Work to complete: Using only the entries below, copy exactly the lines that begin at the one with "vegetation. Keep to one point per instance." and end at the one with "target = bamboo pole", both included. Drop the pictures.

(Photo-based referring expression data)
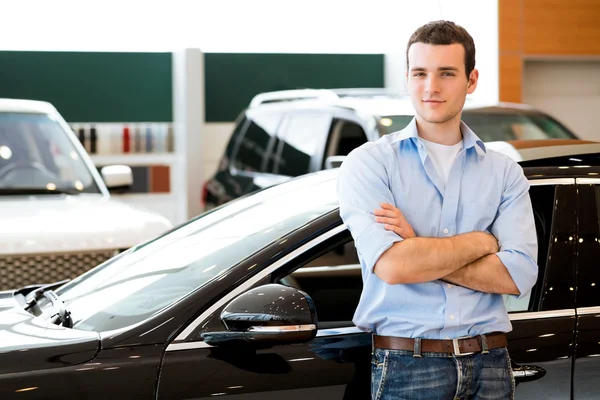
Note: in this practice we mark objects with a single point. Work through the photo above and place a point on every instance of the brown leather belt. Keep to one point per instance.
(458, 346)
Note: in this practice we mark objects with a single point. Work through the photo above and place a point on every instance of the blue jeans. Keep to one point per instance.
(396, 374)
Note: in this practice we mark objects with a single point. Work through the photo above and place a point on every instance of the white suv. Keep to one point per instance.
(57, 216)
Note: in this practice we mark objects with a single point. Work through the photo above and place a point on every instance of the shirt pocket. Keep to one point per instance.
(477, 216)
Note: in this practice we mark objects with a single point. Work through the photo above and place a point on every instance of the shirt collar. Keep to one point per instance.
(470, 139)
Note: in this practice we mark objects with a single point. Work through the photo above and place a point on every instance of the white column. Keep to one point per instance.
(394, 71)
(188, 120)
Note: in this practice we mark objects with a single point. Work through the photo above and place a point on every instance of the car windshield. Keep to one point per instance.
(36, 154)
(494, 126)
(141, 282)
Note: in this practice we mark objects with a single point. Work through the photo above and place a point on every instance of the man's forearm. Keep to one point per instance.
(486, 274)
(419, 259)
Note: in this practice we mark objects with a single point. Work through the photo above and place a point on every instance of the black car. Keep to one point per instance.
(290, 133)
(254, 300)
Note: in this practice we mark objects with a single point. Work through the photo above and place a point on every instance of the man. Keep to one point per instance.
(443, 227)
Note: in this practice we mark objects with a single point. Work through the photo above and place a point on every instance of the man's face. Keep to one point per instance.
(437, 81)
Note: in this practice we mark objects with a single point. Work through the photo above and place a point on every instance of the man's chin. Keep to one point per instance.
(436, 119)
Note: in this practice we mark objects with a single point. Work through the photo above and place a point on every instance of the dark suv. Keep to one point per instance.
(290, 133)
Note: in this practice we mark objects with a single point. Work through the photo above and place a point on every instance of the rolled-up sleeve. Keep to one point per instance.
(514, 227)
(363, 184)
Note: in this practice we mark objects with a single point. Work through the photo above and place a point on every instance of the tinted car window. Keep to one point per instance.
(588, 276)
(139, 283)
(301, 135)
(491, 126)
(254, 144)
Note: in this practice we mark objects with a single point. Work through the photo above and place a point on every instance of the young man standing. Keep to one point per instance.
(443, 227)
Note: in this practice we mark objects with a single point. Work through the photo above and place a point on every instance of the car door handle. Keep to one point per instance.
(527, 373)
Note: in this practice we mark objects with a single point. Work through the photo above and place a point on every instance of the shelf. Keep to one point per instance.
(133, 159)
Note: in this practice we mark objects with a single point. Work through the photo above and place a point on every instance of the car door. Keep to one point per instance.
(251, 153)
(587, 355)
(541, 344)
(334, 365)
(302, 137)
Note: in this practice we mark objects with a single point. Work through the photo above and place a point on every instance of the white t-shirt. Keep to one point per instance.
(442, 157)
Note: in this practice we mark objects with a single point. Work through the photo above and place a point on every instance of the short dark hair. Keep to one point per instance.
(445, 32)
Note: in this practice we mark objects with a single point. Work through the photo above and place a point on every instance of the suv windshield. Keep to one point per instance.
(36, 155)
(495, 126)
(141, 282)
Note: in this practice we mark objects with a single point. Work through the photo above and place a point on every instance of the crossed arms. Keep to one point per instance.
(502, 261)
(467, 259)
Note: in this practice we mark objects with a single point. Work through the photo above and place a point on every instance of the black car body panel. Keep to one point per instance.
(553, 345)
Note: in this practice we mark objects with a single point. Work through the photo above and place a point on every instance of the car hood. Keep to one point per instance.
(50, 224)
(28, 343)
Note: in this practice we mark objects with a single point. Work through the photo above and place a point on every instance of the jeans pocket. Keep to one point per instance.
(379, 366)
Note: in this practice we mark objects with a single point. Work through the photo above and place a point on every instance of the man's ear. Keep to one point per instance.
(472, 83)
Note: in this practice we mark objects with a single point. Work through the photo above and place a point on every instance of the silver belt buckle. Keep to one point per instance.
(457, 348)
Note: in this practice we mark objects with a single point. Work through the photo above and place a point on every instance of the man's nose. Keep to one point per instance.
(432, 85)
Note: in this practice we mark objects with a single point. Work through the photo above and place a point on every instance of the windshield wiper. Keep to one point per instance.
(36, 190)
(35, 291)
(60, 315)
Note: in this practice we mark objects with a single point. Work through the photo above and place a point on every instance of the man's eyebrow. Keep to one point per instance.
(421, 69)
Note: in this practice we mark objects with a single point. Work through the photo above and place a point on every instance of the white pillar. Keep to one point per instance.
(188, 120)
(394, 71)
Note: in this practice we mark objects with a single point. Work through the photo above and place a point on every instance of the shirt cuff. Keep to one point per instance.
(522, 269)
(373, 241)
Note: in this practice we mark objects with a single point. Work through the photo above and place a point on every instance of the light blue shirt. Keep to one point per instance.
(485, 191)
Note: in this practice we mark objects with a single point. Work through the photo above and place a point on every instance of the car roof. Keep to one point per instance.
(550, 150)
(552, 154)
(373, 101)
(26, 106)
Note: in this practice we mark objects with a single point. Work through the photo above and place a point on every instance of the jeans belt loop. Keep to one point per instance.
(417, 349)
(484, 349)
(372, 343)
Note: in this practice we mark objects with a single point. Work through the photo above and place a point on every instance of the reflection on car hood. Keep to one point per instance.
(38, 224)
(524, 150)
(28, 343)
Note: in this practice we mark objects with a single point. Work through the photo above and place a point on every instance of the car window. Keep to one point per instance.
(252, 148)
(344, 137)
(141, 282)
(35, 152)
(492, 126)
(588, 249)
(333, 281)
(302, 135)
(554, 208)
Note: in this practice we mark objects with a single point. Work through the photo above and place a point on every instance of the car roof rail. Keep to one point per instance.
(295, 94)
(368, 92)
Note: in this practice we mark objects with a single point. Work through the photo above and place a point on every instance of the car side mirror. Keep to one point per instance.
(117, 177)
(334, 161)
(269, 314)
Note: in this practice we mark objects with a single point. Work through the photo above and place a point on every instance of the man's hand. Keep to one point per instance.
(394, 220)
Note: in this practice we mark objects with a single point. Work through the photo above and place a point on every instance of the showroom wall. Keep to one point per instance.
(132, 94)
(549, 56)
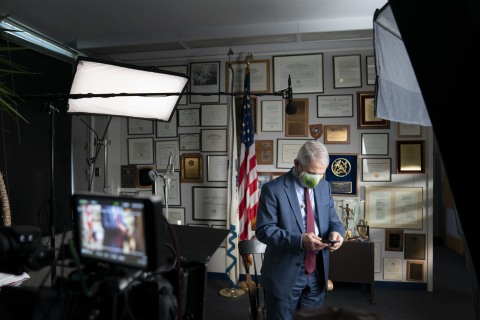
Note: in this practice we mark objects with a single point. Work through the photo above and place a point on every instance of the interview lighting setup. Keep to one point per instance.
(109, 88)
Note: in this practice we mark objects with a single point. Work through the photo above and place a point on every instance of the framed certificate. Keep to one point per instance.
(259, 76)
(272, 115)
(140, 151)
(347, 71)
(205, 80)
(335, 106)
(377, 169)
(210, 203)
(214, 140)
(306, 72)
(139, 126)
(182, 69)
(217, 168)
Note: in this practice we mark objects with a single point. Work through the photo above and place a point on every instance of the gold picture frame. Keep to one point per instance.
(192, 168)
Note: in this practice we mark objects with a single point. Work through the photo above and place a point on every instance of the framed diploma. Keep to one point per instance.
(296, 125)
(366, 112)
(176, 215)
(182, 69)
(415, 271)
(214, 140)
(210, 203)
(139, 126)
(306, 72)
(167, 129)
(375, 144)
(192, 168)
(205, 80)
(392, 269)
(337, 134)
(140, 151)
(342, 174)
(410, 156)
(264, 151)
(287, 150)
(163, 149)
(259, 76)
(213, 115)
(371, 71)
(189, 141)
(347, 71)
(272, 115)
(217, 168)
(394, 207)
(189, 117)
(393, 240)
(335, 106)
(377, 169)
(409, 130)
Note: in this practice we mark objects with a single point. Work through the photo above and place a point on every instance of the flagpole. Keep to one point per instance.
(231, 258)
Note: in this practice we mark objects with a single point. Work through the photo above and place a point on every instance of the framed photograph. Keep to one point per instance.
(192, 168)
(366, 112)
(392, 269)
(264, 151)
(259, 76)
(347, 71)
(371, 70)
(182, 69)
(393, 240)
(163, 150)
(409, 130)
(214, 115)
(287, 150)
(306, 72)
(342, 174)
(167, 129)
(140, 151)
(174, 195)
(394, 207)
(189, 117)
(335, 106)
(176, 215)
(296, 125)
(375, 144)
(415, 246)
(376, 169)
(189, 141)
(139, 126)
(411, 156)
(210, 203)
(205, 80)
(214, 140)
(415, 271)
(336, 134)
(217, 168)
(272, 115)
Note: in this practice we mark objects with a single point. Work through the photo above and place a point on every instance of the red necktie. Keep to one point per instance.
(310, 255)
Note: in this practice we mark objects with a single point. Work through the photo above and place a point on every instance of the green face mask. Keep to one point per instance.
(310, 180)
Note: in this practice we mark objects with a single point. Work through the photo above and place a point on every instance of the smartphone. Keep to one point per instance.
(329, 241)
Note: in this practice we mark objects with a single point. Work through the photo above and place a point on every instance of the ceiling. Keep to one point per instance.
(149, 31)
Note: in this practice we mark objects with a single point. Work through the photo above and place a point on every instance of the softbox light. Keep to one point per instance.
(108, 88)
(397, 94)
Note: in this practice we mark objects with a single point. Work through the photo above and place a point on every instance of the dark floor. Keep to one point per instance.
(451, 297)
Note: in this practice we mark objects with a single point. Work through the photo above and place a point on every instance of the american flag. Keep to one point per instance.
(247, 175)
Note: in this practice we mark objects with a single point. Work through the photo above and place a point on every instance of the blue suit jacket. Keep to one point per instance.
(280, 226)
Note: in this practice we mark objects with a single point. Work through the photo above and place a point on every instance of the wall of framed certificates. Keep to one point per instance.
(337, 107)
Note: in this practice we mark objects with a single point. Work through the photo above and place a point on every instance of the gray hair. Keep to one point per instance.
(313, 150)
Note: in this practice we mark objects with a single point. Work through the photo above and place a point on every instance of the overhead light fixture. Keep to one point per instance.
(109, 88)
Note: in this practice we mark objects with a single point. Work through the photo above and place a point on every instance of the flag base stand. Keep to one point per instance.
(232, 292)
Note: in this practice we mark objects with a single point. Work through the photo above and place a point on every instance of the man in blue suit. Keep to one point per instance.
(281, 225)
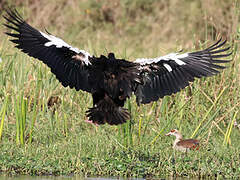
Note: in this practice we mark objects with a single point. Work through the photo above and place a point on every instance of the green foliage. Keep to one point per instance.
(39, 139)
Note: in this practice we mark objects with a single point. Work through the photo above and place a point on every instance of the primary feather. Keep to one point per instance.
(110, 80)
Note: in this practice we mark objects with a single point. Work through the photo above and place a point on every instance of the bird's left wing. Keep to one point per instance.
(169, 74)
(69, 64)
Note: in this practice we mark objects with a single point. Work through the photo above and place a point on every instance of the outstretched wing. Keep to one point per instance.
(169, 74)
(69, 64)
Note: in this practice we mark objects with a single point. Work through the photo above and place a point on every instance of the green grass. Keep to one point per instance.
(38, 140)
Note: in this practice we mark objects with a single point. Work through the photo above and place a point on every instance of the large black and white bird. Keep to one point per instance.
(110, 80)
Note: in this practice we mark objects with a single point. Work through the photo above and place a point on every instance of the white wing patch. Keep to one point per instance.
(172, 56)
(59, 43)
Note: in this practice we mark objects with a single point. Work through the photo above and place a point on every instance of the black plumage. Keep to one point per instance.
(110, 80)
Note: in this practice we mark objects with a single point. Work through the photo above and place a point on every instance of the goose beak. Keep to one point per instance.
(168, 134)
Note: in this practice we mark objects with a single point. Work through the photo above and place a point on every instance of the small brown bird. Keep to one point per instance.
(181, 144)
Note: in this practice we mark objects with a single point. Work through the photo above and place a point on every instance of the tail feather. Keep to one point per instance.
(106, 111)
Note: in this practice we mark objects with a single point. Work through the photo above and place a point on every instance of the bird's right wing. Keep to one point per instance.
(169, 74)
(69, 64)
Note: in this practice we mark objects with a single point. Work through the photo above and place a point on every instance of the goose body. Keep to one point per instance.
(181, 144)
(111, 80)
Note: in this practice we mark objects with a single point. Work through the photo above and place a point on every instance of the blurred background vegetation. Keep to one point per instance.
(41, 137)
(142, 25)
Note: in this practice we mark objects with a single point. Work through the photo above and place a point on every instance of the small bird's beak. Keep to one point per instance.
(168, 134)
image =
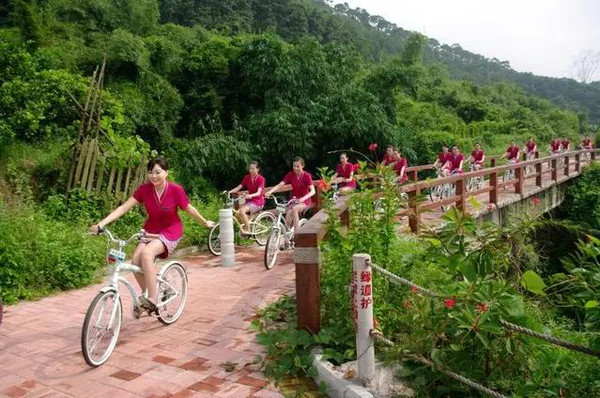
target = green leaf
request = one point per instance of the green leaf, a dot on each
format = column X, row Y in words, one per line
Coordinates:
column 591, row 304
column 532, row 282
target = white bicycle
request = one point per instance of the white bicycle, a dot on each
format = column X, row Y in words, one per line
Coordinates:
column 530, row 169
column 281, row 237
column 475, row 183
column 260, row 228
column 442, row 191
column 104, row 316
column 509, row 174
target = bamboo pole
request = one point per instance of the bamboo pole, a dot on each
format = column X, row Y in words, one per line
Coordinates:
column 90, row 182
column 88, row 163
column 101, row 172
column 80, row 162
column 126, row 187
column 111, row 179
column 77, row 147
column 118, row 184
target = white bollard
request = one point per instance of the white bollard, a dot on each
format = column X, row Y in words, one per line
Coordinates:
column 226, row 237
column 363, row 305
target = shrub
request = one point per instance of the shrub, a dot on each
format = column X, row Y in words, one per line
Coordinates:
column 39, row 255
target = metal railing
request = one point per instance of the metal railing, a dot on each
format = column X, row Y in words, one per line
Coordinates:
column 367, row 334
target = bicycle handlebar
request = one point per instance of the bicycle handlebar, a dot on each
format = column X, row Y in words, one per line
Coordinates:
column 111, row 237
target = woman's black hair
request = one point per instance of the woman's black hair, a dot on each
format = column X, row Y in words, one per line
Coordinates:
column 299, row 159
column 162, row 162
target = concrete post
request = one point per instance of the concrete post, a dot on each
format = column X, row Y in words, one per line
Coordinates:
column 365, row 347
column 226, row 237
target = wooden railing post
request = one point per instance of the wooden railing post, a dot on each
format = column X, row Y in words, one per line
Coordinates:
column 318, row 197
column 538, row 172
column 519, row 179
column 494, row 188
column 461, row 191
column 414, row 218
column 412, row 175
column 308, row 281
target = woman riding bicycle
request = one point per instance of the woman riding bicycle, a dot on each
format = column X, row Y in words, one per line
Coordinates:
column 302, row 192
column 162, row 199
column 554, row 147
column 512, row 153
column 477, row 158
column 254, row 183
column 441, row 163
column 400, row 164
column 454, row 164
column 586, row 143
column 344, row 175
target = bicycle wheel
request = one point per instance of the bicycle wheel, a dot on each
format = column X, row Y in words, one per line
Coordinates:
column 272, row 247
column 175, row 290
column 214, row 240
column 101, row 328
column 262, row 226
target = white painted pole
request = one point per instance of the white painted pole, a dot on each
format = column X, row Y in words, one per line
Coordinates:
column 365, row 348
column 226, row 237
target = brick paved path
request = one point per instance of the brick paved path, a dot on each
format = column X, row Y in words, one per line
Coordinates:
column 40, row 354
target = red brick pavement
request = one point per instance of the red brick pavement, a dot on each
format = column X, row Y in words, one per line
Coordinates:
column 40, row 354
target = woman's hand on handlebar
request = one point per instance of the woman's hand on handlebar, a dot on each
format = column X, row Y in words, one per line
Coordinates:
column 96, row 229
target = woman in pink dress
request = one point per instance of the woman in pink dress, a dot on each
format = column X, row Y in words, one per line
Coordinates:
column 162, row 200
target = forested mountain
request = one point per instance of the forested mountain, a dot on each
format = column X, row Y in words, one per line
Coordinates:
column 215, row 83
column 374, row 37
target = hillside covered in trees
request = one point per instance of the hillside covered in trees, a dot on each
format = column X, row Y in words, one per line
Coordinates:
column 213, row 84
column 375, row 38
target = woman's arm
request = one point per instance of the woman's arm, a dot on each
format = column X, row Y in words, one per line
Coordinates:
column 236, row 189
column 257, row 193
column 114, row 215
column 311, row 193
column 191, row 210
column 274, row 189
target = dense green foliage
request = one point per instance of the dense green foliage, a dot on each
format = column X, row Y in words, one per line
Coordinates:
column 483, row 273
column 214, row 83
column 582, row 200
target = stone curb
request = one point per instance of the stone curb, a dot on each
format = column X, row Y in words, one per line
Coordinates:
column 336, row 386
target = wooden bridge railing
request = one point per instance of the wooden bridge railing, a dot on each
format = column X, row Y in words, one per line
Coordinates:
column 494, row 174
column 307, row 256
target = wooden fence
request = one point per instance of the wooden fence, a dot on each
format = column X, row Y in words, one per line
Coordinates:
column 93, row 174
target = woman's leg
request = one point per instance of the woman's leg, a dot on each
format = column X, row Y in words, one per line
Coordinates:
column 295, row 214
column 137, row 260
column 243, row 217
column 149, row 253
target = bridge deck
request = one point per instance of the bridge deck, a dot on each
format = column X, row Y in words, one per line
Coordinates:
column 506, row 195
column 40, row 353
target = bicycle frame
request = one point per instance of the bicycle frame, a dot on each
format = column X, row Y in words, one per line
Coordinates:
column 230, row 205
column 123, row 266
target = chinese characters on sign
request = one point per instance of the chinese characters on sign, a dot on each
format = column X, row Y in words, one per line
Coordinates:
column 365, row 289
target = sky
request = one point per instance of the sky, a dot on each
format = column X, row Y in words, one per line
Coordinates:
column 538, row 36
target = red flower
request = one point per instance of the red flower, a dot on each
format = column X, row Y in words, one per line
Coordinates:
column 449, row 303
column 323, row 186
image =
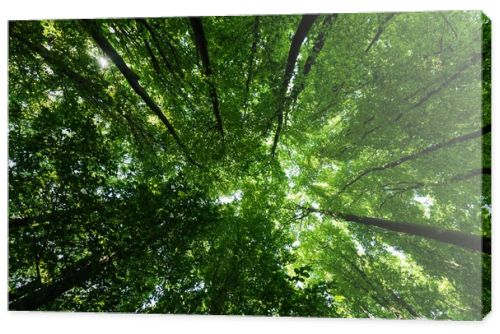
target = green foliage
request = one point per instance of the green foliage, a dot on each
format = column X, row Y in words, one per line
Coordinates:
column 109, row 212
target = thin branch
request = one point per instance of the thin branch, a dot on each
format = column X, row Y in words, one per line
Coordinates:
column 413, row 156
column 297, row 40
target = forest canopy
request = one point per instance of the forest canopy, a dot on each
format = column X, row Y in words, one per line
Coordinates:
column 326, row 165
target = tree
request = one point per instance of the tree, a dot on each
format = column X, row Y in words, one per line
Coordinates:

Reply to the task:
Note: in this practice we mark objects with a single point. Work through the photo above and place a point on every instance of the blurred background vegetation. Keep to one point per instance.
(41, 137)
(142, 25)
Note: in this practice we mark objects with a single point. Work through the photo above and place a point on every instance of the small bird's beak. Keep to one point per instance.
(168, 134)
image =
target = green leaf
request = one point per instance of the green leaf, a dot on each
format = column X, row Y in words, one per line
Coordinates:
column 591, row 304
column 532, row 282
target = white bicycle
request = one point per instance of the white bicycle, a dot on each
format = column X, row Y in words, one per line
Coordinates:
column 530, row 169
column 281, row 237
column 475, row 183
column 260, row 228
column 442, row 191
column 104, row 316
column 509, row 174
target = bamboo pole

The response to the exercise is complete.